Requisitos da tarefa:
Por favor, devolva sem qualquer alteração o trecho da listagem abaixo que começa no início dela e termina na linha que contém "264L30 257L29 238L20", incluindo essa linha.

[Itens armazenados de uma coleção]
=======
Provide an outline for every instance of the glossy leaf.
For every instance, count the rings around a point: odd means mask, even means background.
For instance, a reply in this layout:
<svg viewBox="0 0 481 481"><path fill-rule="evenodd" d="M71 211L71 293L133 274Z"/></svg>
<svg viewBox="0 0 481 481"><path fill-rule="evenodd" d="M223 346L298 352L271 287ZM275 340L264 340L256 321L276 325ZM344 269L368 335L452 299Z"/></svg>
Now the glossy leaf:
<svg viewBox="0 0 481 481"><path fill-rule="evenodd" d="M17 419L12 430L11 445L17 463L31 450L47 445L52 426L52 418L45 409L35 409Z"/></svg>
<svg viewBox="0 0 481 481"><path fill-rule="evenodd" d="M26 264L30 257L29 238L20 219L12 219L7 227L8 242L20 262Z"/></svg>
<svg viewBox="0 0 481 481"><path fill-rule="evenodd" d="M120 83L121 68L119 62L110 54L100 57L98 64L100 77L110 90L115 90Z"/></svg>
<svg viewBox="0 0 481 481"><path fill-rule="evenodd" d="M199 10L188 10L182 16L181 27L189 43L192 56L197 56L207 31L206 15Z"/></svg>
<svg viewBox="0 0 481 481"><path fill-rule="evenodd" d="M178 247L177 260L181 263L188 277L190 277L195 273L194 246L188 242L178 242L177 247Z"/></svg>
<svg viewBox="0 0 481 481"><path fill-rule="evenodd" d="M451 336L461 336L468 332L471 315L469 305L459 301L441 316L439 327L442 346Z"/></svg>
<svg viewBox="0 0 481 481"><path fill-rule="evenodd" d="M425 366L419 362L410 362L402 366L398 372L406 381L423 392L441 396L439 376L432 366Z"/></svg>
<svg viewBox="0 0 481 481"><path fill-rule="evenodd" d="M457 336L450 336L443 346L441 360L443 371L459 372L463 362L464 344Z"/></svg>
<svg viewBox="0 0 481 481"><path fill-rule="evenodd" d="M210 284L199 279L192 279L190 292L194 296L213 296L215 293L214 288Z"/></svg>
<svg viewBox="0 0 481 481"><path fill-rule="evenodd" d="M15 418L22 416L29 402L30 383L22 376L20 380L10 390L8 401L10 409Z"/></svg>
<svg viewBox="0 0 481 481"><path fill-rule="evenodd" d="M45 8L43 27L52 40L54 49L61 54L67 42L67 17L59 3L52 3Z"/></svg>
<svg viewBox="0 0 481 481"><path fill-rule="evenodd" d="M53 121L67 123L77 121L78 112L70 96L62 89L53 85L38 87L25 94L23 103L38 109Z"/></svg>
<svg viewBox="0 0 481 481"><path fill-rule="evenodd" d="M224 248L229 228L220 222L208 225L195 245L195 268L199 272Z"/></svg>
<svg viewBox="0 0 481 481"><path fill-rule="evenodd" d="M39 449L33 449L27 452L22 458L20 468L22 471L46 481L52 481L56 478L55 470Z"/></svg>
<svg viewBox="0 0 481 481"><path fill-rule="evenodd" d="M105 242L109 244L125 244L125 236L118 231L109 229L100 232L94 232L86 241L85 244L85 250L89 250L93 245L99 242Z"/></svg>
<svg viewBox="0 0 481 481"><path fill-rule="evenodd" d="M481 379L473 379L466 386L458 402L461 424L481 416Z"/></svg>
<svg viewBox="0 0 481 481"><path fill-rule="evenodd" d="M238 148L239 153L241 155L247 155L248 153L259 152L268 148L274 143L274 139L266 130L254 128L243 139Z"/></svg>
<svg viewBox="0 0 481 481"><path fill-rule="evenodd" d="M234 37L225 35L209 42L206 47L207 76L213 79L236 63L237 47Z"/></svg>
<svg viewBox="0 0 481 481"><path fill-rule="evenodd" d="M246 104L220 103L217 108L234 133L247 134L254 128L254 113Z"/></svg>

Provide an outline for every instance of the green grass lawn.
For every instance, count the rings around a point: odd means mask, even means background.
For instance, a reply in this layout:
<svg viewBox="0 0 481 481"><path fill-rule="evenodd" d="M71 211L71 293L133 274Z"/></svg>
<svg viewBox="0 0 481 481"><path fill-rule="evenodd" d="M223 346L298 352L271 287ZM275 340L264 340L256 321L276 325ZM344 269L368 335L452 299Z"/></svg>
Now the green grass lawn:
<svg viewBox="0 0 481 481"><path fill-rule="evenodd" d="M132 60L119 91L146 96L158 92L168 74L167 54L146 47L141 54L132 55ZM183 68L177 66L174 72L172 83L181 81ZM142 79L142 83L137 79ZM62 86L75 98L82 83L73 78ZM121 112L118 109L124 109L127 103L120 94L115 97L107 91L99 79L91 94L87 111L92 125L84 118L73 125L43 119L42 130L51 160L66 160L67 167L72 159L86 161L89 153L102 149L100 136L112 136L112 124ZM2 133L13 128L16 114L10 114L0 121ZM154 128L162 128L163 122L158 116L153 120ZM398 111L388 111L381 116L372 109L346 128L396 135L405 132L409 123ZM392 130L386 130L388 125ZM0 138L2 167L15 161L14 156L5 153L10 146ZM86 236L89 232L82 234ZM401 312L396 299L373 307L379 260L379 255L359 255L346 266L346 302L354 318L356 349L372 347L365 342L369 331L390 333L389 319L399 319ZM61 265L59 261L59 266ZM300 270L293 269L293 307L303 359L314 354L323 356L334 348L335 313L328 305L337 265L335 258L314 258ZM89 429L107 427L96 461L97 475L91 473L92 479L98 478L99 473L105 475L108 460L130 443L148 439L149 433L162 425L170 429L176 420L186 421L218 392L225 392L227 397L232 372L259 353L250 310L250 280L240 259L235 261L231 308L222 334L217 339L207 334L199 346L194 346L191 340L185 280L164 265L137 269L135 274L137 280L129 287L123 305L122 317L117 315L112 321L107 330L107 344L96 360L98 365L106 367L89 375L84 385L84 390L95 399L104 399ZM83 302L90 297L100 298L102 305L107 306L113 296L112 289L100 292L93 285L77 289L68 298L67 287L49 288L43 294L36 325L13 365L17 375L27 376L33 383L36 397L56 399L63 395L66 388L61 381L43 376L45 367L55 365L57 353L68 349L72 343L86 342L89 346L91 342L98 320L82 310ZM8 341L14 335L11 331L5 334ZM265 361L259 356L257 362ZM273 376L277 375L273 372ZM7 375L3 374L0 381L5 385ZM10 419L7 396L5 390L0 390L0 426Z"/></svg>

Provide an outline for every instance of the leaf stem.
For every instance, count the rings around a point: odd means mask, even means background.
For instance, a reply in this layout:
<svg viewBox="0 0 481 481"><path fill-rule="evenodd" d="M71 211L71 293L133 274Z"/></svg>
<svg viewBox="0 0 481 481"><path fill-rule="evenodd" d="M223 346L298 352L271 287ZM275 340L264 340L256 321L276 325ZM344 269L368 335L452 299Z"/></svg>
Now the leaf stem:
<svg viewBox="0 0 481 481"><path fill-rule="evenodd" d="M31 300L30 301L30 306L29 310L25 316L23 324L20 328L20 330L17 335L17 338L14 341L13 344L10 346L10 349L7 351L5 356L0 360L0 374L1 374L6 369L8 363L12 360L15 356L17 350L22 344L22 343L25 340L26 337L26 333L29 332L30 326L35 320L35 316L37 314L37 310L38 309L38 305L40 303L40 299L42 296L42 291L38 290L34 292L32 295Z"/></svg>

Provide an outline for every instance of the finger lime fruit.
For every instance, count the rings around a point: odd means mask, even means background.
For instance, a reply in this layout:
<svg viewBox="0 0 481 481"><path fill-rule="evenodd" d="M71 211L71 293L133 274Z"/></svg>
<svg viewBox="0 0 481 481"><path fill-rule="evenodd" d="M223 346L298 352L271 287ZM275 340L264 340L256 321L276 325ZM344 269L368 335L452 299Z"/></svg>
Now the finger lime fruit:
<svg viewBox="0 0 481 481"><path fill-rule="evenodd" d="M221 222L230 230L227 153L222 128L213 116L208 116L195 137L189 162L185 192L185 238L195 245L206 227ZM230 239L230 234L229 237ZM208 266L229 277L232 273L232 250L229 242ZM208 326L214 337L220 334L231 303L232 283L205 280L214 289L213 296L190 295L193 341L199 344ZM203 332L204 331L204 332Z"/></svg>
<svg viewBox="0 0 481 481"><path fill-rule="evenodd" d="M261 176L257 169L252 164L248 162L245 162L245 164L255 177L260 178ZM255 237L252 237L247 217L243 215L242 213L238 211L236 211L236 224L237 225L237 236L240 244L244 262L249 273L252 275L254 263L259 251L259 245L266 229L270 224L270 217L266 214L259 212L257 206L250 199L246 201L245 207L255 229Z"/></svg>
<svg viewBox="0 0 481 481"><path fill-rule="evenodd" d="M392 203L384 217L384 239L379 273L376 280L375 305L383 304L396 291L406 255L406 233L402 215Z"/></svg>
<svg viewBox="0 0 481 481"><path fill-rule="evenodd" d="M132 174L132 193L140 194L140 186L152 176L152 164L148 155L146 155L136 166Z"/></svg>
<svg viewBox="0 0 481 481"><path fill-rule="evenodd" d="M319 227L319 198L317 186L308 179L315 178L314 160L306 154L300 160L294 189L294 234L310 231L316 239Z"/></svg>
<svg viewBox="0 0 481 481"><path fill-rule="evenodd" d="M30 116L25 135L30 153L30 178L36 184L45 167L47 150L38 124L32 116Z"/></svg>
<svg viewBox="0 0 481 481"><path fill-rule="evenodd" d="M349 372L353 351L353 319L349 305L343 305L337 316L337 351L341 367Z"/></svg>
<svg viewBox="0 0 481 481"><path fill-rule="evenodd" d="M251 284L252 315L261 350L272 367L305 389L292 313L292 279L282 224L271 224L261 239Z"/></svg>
=======
Tarefa concluída:
Provide an outline for every instance of the glossy leaf.
For every instance, count the rings around a point: odd means mask, even means background.
For instance, a reply in this layout:
<svg viewBox="0 0 481 481"><path fill-rule="evenodd" d="M71 211L71 293L133 274Z"/></svg>
<svg viewBox="0 0 481 481"><path fill-rule="evenodd" d="M223 346L298 352L271 287ZM275 340L264 340L256 321L276 325ZM344 269L368 335L452 299Z"/></svg>
Now the glossy leaf:
<svg viewBox="0 0 481 481"><path fill-rule="evenodd" d="M17 419L12 430L11 445L17 463L31 450L47 445L52 426L52 418L45 409L35 409Z"/></svg>
<svg viewBox="0 0 481 481"><path fill-rule="evenodd" d="M26 264L30 257L29 238L20 219L12 219L7 227L8 242L20 262Z"/></svg>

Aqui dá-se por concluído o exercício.